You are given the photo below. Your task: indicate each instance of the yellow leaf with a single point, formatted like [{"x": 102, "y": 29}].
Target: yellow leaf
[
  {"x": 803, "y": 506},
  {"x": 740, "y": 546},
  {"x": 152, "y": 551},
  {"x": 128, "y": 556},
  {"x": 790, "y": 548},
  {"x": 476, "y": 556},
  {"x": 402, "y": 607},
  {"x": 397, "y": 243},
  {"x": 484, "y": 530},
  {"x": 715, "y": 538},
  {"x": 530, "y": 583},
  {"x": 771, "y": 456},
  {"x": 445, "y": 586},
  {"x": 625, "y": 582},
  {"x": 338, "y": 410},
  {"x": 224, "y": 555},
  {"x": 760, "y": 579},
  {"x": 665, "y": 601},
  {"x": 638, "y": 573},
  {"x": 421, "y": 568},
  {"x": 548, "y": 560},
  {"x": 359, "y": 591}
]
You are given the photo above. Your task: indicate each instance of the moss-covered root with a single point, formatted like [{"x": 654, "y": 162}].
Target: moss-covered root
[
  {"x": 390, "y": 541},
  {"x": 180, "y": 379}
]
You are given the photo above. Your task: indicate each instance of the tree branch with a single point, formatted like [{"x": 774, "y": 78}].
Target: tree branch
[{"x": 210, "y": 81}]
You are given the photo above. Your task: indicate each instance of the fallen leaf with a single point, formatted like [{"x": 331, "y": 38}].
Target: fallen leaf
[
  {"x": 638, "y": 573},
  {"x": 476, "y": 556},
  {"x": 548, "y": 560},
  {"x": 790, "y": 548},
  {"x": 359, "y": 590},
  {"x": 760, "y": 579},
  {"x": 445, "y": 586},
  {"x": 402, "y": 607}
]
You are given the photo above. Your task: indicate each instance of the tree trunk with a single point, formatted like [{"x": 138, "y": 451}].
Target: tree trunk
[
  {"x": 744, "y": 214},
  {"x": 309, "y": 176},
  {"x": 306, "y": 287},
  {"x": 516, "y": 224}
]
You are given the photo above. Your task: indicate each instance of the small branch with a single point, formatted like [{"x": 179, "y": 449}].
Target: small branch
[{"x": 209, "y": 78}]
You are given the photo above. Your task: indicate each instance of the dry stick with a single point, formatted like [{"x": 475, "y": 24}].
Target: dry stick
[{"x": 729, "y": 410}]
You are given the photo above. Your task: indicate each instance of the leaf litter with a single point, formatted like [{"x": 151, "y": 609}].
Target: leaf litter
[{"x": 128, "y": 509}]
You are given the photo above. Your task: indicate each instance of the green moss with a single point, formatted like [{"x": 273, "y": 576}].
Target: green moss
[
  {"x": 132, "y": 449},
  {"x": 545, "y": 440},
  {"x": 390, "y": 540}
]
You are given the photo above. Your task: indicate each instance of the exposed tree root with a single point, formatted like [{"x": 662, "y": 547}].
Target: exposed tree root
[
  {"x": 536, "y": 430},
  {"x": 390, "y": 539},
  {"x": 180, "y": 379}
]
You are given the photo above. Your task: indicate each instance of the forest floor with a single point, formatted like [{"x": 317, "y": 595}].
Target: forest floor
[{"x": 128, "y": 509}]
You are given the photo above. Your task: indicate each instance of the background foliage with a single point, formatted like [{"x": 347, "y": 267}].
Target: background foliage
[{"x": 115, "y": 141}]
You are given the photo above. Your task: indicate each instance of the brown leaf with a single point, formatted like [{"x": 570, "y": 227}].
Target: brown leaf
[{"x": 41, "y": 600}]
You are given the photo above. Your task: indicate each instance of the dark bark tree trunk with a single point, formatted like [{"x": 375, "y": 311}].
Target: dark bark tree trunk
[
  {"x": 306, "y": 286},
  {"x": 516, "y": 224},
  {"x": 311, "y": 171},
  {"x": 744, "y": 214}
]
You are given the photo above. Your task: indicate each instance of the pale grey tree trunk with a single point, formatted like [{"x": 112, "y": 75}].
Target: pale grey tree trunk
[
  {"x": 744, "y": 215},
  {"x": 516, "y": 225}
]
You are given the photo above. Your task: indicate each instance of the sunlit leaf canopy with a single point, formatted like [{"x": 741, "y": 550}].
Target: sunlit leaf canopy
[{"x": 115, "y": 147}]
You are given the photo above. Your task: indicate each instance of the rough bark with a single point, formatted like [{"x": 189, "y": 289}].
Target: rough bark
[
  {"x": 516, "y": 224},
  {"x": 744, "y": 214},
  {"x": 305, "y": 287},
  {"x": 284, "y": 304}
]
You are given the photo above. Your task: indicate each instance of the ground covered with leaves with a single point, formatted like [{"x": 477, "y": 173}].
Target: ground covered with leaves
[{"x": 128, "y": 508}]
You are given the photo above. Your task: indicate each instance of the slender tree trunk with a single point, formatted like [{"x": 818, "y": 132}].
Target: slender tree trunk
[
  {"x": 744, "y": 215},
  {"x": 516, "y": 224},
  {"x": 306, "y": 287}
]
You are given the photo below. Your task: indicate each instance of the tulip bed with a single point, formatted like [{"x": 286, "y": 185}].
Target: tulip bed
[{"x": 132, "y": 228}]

::::::::::

- **WHAT THIS TASK INVOLVES**: Output the full listing exactly as it stands.

- **WRITTEN SOLUTION**:
You are given the photo below. Your task: indicate each instance of the yellow leaf with a single point, formatted like [{"x": 102, "y": 29}].
Target: yellow leaf
[
  {"x": 803, "y": 506},
  {"x": 740, "y": 546},
  {"x": 152, "y": 551},
  {"x": 128, "y": 556},
  {"x": 790, "y": 548},
  {"x": 476, "y": 556},
  {"x": 402, "y": 607},
  {"x": 397, "y": 243},
  {"x": 484, "y": 530},
  {"x": 715, "y": 538},
  {"x": 530, "y": 583},
  {"x": 771, "y": 456},
  {"x": 445, "y": 586},
  {"x": 625, "y": 582},
  {"x": 338, "y": 410},
  {"x": 224, "y": 555},
  {"x": 760, "y": 579},
  {"x": 665, "y": 601},
  {"x": 638, "y": 573},
  {"x": 421, "y": 568},
  {"x": 548, "y": 560},
  {"x": 359, "y": 591}
]
You are given the photo above. Your task: indicate each instance of the moss-covered root with a single point, formatted like [{"x": 654, "y": 162}].
Target: moss-covered root
[
  {"x": 390, "y": 541},
  {"x": 180, "y": 379}
]
You are given the photo above. Your task: indicate each instance of the tree branch with a single point, formatted like [{"x": 774, "y": 78}].
Target: tree branch
[{"x": 210, "y": 81}]
You are given the photo above. Your task: indicate each instance of the fallen leaf with a single point, formatted like [{"x": 331, "y": 38}].
Target: fallen leaf
[
  {"x": 638, "y": 573},
  {"x": 476, "y": 556},
  {"x": 548, "y": 560},
  {"x": 790, "y": 548},
  {"x": 359, "y": 590},
  {"x": 760, "y": 579},
  {"x": 445, "y": 586},
  {"x": 402, "y": 607}
]
You are given the photo above. Your task: indicate each instance of the tree trunk with a single point, formatted like [{"x": 138, "y": 451}].
Target: tree trunk
[
  {"x": 744, "y": 214},
  {"x": 309, "y": 176},
  {"x": 306, "y": 287},
  {"x": 516, "y": 224}
]
You are given the photo above. Your task: indicate each instance of the small branch with a single point, formatted like [{"x": 179, "y": 449}].
Target: small branch
[{"x": 209, "y": 78}]
You are given the photo above. Your task: indicate each instance of the dry stick with a single point, formatted like [{"x": 475, "y": 24}].
Target: dry stick
[{"x": 729, "y": 410}]
You are given the photo above. Your task: indicate each instance of the leaf litter with a single point, formatted like [{"x": 151, "y": 609}].
Target: leaf litter
[{"x": 128, "y": 509}]
You are given the photo above. Your task: indicate each instance of the green moss with a single point, formatted like [{"x": 273, "y": 576}].
Target: green moss
[
  {"x": 132, "y": 449},
  {"x": 545, "y": 440},
  {"x": 390, "y": 540}
]
You are given the photo above. Your task: indicate each instance of the exposed tree root with a single point, formatted like [{"x": 662, "y": 547}].
Target: exposed tree root
[
  {"x": 536, "y": 430},
  {"x": 390, "y": 539},
  {"x": 180, "y": 379}
]
You are given the photo above. Your task: indicate each instance of the forest floor with a single point, formatted like [{"x": 317, "y": 595}].
Target: forest floor
[{"x": 128, "y": 509}]
You are given the photo above. Your task: indicate each instance of the background foliage with a single point, formatted like [{"x": 347, "y": 267}].
Target: background foliage
[{"x": 115, "y": 141}]
You are given the photo above. Your task: indicate each instance of the brown leaf with a single point, formatted like [{"x": 570, "y": 227}].
Target: brown leaf
[{"x": 41, "y": 600}]
You are given the photo above. Your task: indicate each instance of the dark bark tree trunk with a single point, formatted like [{"x": 375, "y": 311}].
Target: dark bark tree trunk
[
  {"x": 306, "y": 286},
  {"x": 516, "y": 224},
  {"x": 311, "y": 171},
  {"x": 744, "y": 214}
]
You are given the photo above. Your task: indicate each instance of the pale grey tree trunk with a single point, formatted like [{"x": 112, "y": 75}].
Target: pale grey tree trunk
[
  {"x": 744, "y": 215},
  {"x": 516, "y": 225}
]
You are given the photo above. Your task: indicate each instance of the sunlit leaf canopy with a single point, formatted like [{"x": 741, "y": 550}].
Target: sunlit leaf canopy
[{"x": 115, "y": 147}]
You are given the photo above. Your task: indicate each instance of the rough bark with a single point, formatted like [{"x": 189, "y": 289}].
Target: rough bark
[
  {"x": 516, "y": 224},
  {"x": 744, "y": 214},
  {"x": 305, "y": 287},
  {"x": 284, "y": 304}
]
You are given the photo above. Your task: indicate each instance of the ground covered with leaves with a single point, formatted like [{"x": 477, "y": 173}].
Target: ground covered with leaves
[{"x": 128, "y": 508}]
You are given the photo above. Your task: indicate each instance of the slender tree trunk with a single point, formatted like [{"x": 818, "y": 132}].
Target: slender tree trunk
[
  {"x": 744, "y": 215},
  {"x": 516, "y": 224},
  {"x": 306, "y": 287}
]
You are given the photo below. Your task: indicate each instance of the tulip bed with a single point, formatted like [{"x": 286, "y": 185}].
Target: tulip bed
[{"x": 132, "y": 228}]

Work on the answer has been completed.